*TEXT SECTION:*
-------------------------

# Instagram Multi-User Scraper (DOM-based, Mobile View)
Item-by-item downloading with smart scroll estimation
Downloads each carousel item sequentially to capture all videos

In [None]:
from selenium import webdriver
from selenium.webdriver.common.by import By
from selenium.webdriver.common.keys import Keys
from selenium.webdriver.support.ui import WebDriverWait
from selenium.webdriver.support import expected_conditions as EC
from selenium.common.exceptions import TimeoutException, NoSuchElementException
import time
from bs4 import BeautifulSoup as bs
import requests
from pathlib import Path
import json
import hashlib
from datetime import datetime, timedelta

In [None]:
# Configuration
USERNAME = ""  # Your Instagram username
PASSWORD = ""  # Your Instagram password

# List of usernames to scrape
USERS_TO_SCRAPE = []  # e.g., ["user1", "user2", "user3"]

# Cutoff date - only scrape posts from this date forward
CUTOFF_DATE = datetime(2023, 8, 17, 0, 0, 0)

DOWNLOAD_DIR = Path("instagram_downloads")
DOWNLOAD_DIR.mkdir(exist_ok=True)

# Global tracking
downloaded_hashes = set()
stats_log = []

In [None]:
# Setup Chrome with mobile emulation
options = webdriver.ChromeOptions()
options.add_experimental_option('mobileEmulation', {
    'deviceName': 'iPhone 12 Pro'
})

driver = webdriver.Chrome(options=options)
print("✓ Browser opened with mobile emulation")

In [None]:
# Login to Instagram
def login_instagram(username, password):
    driver.get('https://www.instagram.com/')
    time.sleep(6)
    
    try:
        # Wait for and click login button if on homepage
        try:
            login_link = WebDriverWait(driver, 10).until(
                EC.element_to_be_clickable((By.XPATH, "//a[contains(@href, '/accounts/login')]"))
            )
            login_link.click()
            time.sleep(4)
        except:
            pass
        
        # Enter username
        username_input = WebDriverWait(driver, 20).until(
            EC.presence_of_element_located((By.NAME, "username"))
        )
        username_input.send_keys(username)
        
        # Enter password
        password_input = driver.find_element(By.NAME, "password")
        password_input.send_keys(password)
        password_input.send_keys(Keys.RETURN)
        
        time.sleep(10)
        
        # Handle "Save Your Login Info" popup
        try:
            not_now = WebDriverWait(driver, 10).until(
                EC.element_to_be_clickable((By.XPATH, "//button[contains(text(), 'Not now') or contains(text(), 'Not Now')]"))

-------------------------

*TASK:* Duplicate the Instagram scraper code above word for word, from "username_input.send_keys(username)" up to and including "password_input.send_keys(Keys.RETURN)".

-------------------------

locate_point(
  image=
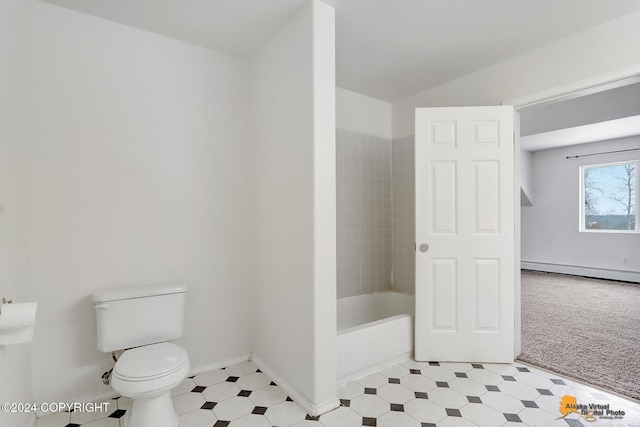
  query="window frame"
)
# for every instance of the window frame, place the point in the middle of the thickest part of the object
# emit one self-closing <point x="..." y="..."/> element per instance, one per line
<point x="582" y="217"/>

-------------------------

*FULL OUTPUT:*
username_input.send_keys(username)
        
        # Enter password
        password_input = driver.find_element(By.NAME, "password")
        password_input.send_keys(password)
        password_input.send_keys(Keys.RETURN)